What to produce
Count the lines of the material below that contain the string "background". Reply with the number alone.

Task material
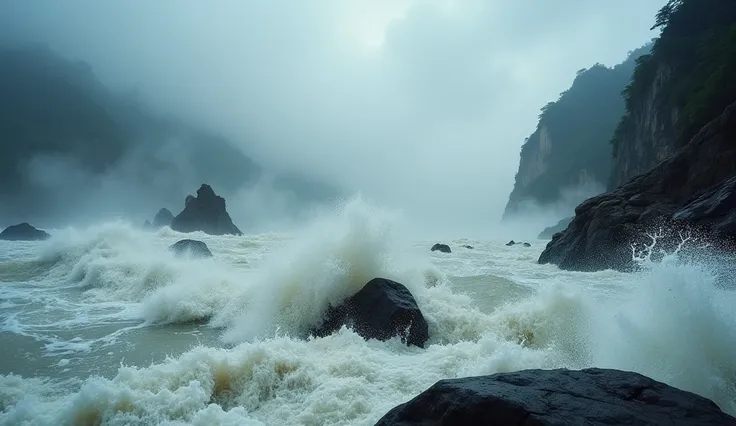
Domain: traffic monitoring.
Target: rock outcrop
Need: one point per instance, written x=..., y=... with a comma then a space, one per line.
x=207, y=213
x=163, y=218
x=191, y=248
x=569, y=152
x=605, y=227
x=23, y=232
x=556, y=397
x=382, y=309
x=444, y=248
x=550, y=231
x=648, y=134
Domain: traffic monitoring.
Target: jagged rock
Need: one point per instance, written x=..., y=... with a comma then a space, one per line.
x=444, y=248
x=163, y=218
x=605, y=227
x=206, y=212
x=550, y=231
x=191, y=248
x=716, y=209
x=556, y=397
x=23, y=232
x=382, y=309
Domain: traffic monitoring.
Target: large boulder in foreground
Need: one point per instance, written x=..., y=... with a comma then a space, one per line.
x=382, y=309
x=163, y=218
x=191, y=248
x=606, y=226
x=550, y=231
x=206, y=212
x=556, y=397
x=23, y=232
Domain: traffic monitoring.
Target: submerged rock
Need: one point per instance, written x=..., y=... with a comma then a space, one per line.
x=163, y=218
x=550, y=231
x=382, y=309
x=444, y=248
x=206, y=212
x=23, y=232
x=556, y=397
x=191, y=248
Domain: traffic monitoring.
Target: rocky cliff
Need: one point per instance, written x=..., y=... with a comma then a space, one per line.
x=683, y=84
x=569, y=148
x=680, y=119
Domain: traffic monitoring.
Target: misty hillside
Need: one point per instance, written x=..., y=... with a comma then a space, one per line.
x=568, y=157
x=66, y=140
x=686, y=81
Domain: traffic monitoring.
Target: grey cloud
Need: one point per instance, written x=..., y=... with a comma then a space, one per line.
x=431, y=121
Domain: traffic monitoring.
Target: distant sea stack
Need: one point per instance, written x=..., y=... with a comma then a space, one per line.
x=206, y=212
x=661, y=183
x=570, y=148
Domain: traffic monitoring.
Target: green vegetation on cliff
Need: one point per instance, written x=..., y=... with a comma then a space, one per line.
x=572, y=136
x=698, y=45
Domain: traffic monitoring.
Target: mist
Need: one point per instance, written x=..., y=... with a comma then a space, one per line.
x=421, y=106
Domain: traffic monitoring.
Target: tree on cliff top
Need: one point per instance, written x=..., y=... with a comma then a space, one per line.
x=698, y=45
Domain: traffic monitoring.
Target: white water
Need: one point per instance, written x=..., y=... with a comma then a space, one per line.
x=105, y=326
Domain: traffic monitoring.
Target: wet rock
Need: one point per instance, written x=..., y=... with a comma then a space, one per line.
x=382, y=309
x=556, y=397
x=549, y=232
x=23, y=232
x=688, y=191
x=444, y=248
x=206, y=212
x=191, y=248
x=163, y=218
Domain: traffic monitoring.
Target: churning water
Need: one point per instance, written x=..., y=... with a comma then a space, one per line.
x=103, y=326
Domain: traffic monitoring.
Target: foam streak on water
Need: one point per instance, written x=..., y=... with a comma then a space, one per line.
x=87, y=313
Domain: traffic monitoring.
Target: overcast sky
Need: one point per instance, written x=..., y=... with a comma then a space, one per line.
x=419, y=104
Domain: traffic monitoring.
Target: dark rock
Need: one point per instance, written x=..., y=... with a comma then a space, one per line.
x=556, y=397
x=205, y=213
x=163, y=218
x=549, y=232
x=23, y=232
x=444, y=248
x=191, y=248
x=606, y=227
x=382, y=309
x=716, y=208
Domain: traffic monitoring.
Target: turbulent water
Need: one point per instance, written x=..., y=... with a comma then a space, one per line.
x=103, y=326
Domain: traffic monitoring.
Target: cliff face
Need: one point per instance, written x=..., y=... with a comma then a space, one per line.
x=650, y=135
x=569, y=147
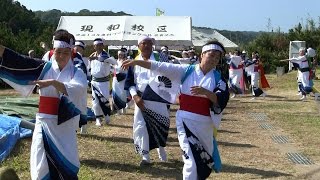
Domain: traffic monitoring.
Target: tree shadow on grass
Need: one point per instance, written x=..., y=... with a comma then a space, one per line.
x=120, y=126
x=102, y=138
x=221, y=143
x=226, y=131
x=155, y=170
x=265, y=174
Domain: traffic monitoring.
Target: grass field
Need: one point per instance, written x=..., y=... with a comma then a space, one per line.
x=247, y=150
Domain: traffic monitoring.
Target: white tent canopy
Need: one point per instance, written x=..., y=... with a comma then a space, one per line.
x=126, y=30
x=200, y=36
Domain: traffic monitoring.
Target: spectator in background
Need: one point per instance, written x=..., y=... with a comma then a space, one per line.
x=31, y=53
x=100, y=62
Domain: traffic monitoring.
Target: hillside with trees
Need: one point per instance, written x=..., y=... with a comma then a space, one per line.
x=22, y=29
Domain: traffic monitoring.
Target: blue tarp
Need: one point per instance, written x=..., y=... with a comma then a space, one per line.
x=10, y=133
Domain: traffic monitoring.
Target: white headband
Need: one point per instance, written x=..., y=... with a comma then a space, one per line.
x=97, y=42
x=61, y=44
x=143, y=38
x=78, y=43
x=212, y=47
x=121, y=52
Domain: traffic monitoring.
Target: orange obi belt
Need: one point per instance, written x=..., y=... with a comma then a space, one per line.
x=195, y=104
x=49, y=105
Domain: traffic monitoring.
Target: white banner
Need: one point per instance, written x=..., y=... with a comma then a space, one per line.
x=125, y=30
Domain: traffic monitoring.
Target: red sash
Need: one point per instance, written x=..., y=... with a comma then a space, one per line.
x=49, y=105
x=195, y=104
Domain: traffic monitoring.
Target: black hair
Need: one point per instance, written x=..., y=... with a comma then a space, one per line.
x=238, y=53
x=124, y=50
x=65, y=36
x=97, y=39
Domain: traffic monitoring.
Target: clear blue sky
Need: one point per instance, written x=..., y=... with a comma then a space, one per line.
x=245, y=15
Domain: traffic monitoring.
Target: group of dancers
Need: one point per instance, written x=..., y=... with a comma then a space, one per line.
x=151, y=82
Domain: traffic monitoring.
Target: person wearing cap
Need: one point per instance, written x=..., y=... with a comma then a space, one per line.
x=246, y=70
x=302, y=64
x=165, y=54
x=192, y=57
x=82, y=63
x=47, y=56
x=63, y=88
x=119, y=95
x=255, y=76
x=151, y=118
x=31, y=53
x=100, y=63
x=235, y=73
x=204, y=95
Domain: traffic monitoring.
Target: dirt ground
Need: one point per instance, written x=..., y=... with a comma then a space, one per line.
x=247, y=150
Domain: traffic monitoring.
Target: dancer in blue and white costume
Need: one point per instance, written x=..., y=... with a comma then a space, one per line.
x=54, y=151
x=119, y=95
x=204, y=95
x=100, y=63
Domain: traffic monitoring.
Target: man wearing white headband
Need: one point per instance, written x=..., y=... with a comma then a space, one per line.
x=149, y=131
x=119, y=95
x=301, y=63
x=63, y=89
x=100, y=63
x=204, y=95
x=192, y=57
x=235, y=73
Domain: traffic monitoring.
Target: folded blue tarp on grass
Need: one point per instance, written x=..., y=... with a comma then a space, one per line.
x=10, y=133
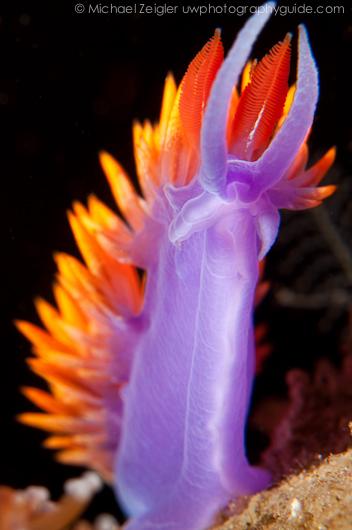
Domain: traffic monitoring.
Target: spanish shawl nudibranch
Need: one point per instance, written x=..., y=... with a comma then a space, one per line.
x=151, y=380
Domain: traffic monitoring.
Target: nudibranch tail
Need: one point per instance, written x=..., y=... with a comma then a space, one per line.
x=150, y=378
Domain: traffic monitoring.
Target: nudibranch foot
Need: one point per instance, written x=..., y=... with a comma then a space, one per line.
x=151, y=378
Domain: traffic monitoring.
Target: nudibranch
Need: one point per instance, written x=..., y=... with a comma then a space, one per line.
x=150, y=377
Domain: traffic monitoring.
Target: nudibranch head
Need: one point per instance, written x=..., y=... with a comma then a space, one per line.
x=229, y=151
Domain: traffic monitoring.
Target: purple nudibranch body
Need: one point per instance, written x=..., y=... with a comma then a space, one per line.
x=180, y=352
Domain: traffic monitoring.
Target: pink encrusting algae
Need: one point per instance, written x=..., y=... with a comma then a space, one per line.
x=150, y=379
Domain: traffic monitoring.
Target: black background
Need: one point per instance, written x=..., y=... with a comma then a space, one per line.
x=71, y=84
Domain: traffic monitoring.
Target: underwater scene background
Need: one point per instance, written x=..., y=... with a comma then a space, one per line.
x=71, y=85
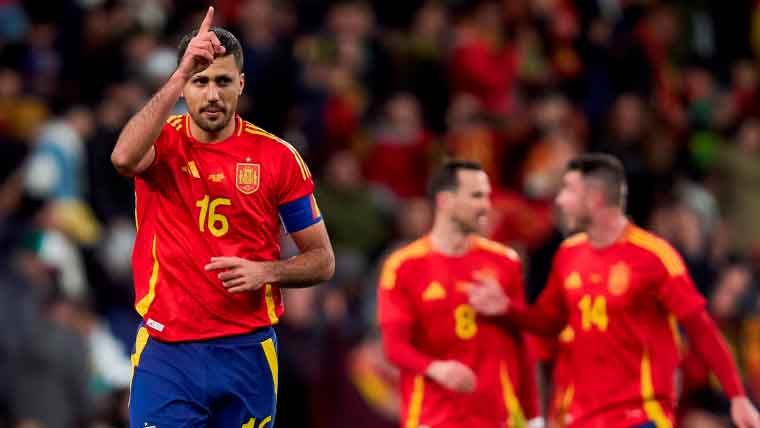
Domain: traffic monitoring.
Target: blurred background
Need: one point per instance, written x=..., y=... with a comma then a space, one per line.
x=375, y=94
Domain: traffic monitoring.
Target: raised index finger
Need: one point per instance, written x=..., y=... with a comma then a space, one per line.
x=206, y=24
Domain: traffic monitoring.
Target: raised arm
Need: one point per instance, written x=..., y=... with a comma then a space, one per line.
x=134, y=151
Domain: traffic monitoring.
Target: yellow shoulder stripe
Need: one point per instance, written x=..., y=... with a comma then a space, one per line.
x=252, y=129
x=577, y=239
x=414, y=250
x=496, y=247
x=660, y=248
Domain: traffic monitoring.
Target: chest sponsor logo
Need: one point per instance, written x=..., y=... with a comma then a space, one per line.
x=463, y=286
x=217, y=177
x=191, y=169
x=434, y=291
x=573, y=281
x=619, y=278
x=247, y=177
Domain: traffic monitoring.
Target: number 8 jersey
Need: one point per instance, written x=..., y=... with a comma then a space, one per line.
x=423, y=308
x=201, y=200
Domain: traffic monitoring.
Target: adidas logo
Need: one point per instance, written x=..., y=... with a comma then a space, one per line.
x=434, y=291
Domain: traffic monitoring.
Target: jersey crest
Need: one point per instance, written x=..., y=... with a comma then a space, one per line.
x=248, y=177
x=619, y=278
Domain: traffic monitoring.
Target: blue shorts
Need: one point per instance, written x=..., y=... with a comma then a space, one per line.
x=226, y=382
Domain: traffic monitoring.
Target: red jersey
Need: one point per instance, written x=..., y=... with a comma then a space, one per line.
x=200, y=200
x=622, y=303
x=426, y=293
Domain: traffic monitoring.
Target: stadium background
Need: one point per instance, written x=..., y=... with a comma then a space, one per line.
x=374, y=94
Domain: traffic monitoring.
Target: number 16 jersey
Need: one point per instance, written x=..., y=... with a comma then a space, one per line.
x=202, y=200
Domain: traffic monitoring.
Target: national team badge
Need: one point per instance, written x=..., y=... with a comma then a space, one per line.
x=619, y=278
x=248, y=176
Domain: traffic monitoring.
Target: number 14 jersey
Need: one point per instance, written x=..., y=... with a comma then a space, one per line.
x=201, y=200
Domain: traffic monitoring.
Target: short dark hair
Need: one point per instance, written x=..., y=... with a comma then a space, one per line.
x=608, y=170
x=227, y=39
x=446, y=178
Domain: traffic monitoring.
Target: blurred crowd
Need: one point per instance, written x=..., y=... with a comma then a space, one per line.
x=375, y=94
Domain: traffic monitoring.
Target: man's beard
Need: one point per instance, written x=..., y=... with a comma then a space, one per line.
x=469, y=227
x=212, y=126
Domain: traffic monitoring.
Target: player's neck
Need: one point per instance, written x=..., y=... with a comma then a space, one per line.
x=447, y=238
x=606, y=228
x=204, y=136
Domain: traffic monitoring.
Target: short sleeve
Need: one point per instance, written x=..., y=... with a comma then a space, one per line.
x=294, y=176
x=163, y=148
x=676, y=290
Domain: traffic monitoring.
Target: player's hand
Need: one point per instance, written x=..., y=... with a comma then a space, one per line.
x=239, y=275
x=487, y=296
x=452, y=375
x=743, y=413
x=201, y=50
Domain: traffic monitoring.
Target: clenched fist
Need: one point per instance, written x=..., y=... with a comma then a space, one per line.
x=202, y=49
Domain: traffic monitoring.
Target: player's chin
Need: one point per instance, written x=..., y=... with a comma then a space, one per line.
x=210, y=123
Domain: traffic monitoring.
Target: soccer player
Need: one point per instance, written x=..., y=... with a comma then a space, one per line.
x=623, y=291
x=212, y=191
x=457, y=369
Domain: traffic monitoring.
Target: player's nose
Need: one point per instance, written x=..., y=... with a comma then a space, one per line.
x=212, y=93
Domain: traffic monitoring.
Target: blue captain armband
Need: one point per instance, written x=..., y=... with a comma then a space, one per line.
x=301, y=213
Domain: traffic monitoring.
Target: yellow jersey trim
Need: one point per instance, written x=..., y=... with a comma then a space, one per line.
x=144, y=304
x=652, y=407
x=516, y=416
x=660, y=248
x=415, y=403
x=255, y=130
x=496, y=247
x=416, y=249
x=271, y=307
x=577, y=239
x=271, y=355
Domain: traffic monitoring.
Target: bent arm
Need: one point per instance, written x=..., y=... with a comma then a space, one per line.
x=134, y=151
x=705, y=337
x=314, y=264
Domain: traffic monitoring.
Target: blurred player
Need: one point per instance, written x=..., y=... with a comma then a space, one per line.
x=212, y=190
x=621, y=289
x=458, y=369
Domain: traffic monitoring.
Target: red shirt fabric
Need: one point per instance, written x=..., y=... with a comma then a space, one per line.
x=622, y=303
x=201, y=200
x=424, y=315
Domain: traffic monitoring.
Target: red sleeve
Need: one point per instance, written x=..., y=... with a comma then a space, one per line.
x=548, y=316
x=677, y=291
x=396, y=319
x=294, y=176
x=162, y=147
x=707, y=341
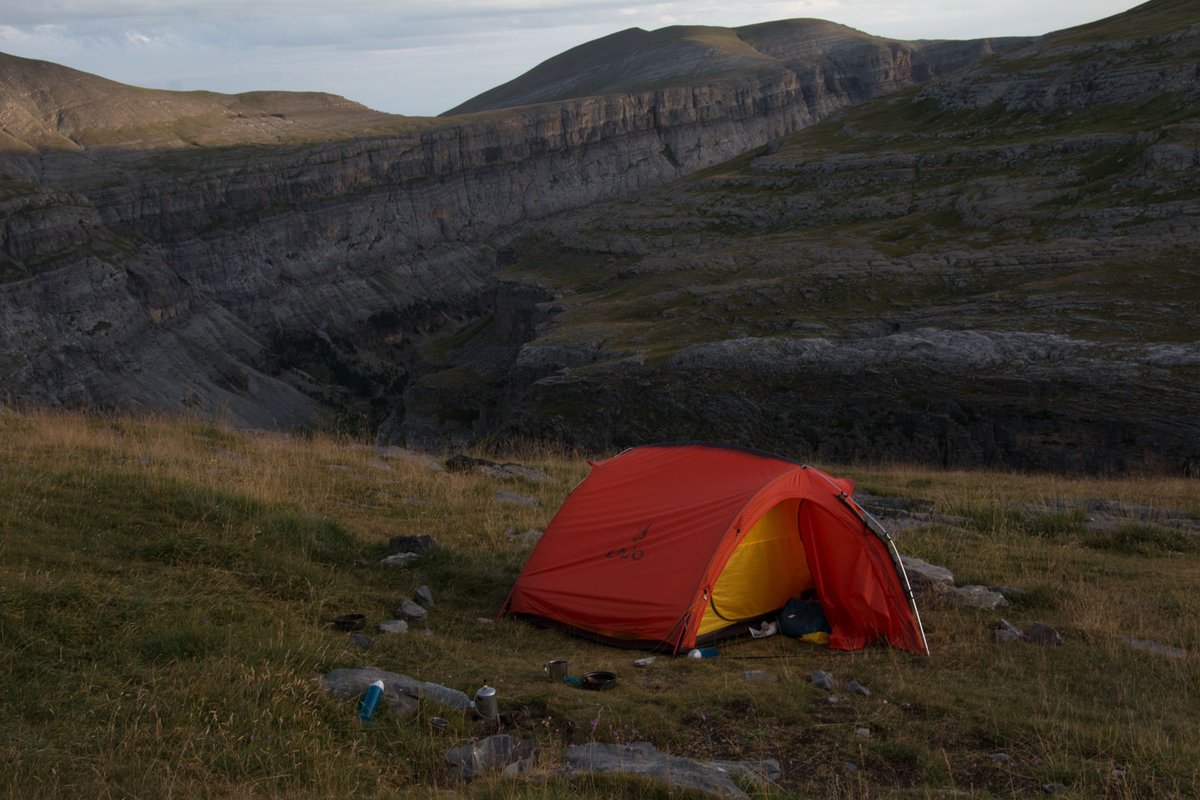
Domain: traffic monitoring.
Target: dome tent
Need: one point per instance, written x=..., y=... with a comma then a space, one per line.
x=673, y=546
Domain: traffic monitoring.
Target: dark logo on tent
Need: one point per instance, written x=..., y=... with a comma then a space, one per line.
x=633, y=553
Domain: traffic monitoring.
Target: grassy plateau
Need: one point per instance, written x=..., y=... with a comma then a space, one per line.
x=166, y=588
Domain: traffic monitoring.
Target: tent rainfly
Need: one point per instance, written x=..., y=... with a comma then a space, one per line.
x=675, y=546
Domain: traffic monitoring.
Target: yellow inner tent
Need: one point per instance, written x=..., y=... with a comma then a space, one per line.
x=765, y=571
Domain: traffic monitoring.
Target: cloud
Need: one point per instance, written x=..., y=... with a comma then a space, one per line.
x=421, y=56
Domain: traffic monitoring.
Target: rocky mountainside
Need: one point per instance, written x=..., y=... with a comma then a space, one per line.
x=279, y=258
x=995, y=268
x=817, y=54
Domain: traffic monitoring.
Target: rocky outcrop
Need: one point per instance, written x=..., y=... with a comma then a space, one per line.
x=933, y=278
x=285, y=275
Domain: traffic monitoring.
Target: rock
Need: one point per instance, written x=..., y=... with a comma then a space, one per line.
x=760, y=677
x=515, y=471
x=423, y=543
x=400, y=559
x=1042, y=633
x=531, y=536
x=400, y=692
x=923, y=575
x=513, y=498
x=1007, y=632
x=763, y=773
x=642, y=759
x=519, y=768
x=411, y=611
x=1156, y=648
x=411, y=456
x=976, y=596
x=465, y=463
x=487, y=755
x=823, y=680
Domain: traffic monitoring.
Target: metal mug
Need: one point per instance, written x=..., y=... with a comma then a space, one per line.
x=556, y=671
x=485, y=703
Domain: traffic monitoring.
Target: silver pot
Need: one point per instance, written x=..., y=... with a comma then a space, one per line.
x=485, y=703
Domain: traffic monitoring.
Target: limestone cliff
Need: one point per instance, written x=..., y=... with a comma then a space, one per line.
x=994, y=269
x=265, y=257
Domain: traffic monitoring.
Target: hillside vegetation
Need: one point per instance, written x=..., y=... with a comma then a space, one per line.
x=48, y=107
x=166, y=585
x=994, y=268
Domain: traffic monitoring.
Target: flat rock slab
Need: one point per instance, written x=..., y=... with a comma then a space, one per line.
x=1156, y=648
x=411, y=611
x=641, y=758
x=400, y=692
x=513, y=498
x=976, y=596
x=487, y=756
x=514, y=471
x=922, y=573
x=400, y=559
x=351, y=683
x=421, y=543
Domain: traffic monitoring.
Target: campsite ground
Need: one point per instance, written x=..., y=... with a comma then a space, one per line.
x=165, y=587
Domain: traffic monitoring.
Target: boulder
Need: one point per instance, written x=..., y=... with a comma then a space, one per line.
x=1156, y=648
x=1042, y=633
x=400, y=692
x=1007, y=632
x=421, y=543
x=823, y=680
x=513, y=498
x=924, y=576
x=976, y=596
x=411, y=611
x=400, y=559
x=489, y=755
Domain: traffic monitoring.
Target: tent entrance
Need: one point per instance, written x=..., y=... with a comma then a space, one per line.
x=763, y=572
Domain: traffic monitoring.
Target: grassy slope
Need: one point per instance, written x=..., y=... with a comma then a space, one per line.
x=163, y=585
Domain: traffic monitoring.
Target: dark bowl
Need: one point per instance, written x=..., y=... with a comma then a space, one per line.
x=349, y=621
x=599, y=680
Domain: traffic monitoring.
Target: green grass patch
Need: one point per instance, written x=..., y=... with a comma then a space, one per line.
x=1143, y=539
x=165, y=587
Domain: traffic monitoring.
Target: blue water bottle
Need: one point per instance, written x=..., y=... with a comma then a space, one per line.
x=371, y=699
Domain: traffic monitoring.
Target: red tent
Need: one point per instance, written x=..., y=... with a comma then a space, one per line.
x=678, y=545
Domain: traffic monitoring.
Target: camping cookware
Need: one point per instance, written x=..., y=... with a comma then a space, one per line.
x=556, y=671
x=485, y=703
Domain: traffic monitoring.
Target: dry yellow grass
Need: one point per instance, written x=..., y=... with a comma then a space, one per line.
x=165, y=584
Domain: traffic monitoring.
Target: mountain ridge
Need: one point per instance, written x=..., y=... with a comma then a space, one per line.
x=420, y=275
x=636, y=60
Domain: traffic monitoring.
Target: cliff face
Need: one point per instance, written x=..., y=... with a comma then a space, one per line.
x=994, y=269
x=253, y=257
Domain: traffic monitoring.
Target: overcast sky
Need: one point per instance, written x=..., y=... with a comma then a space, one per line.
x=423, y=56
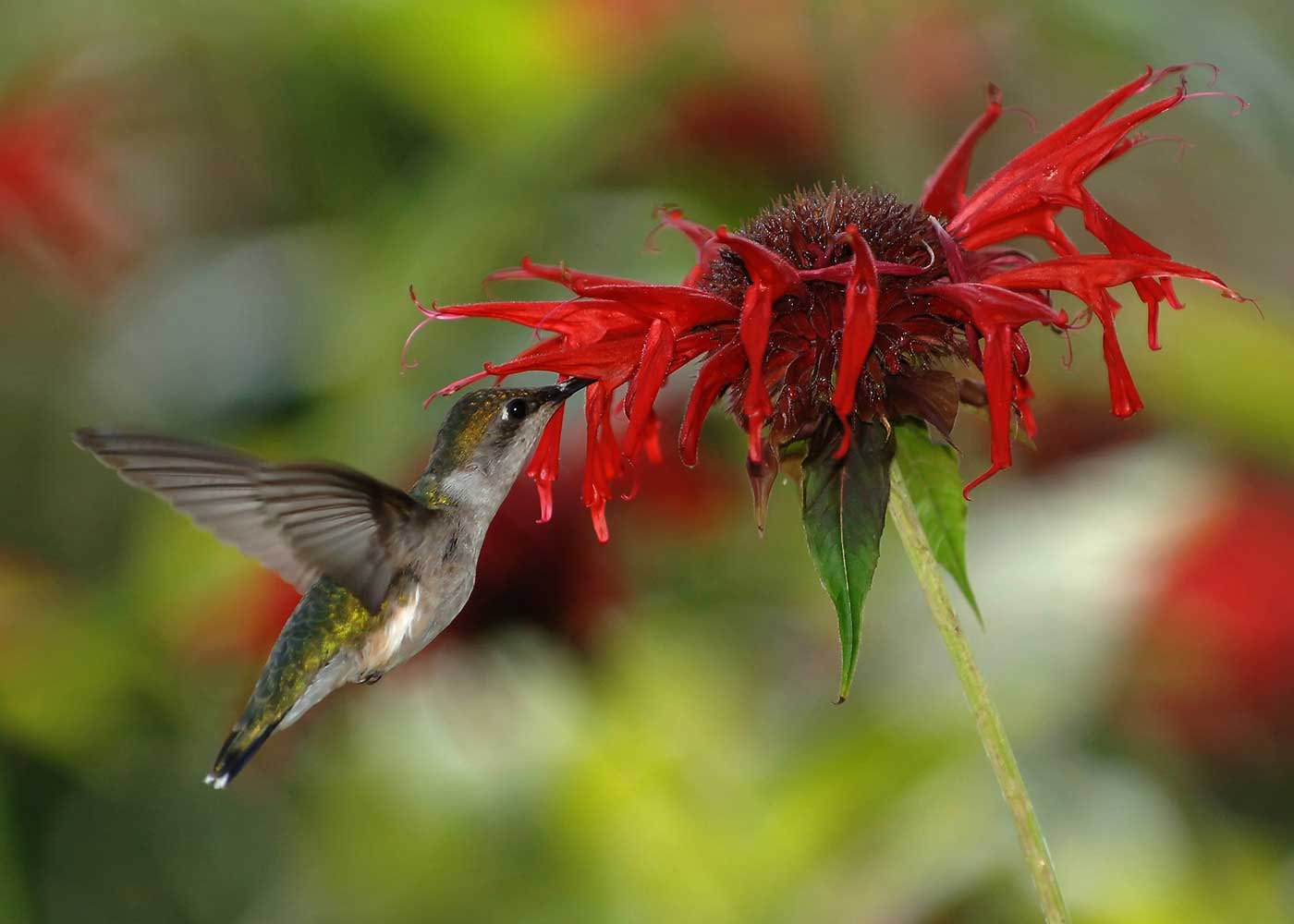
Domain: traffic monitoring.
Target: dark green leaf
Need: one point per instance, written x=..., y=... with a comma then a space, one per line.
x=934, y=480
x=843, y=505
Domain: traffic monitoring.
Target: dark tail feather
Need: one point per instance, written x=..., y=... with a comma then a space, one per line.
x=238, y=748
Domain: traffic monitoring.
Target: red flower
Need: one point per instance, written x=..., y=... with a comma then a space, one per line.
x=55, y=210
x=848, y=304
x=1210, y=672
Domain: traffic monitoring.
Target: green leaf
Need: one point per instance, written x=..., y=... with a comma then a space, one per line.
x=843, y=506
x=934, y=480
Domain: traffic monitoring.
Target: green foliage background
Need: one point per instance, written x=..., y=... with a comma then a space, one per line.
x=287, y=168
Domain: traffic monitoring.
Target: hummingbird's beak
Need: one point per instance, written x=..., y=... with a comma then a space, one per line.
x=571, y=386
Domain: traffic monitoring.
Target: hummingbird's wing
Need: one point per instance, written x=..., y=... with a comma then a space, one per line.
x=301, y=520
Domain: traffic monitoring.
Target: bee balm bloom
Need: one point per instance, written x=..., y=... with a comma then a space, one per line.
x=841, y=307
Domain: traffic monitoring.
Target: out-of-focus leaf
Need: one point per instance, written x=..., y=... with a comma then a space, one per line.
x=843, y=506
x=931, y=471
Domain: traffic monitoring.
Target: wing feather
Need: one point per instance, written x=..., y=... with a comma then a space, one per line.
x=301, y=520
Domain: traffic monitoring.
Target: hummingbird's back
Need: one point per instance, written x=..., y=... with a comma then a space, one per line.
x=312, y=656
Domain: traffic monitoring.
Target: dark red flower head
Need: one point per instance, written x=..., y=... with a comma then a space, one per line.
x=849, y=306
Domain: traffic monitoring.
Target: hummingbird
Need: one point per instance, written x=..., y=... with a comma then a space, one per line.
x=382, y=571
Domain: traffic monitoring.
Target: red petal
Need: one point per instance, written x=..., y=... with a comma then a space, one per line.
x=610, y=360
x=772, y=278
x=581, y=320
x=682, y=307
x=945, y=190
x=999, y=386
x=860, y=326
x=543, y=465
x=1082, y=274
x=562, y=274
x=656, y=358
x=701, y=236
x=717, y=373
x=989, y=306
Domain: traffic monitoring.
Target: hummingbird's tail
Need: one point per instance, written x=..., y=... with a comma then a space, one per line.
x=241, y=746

Task solution
6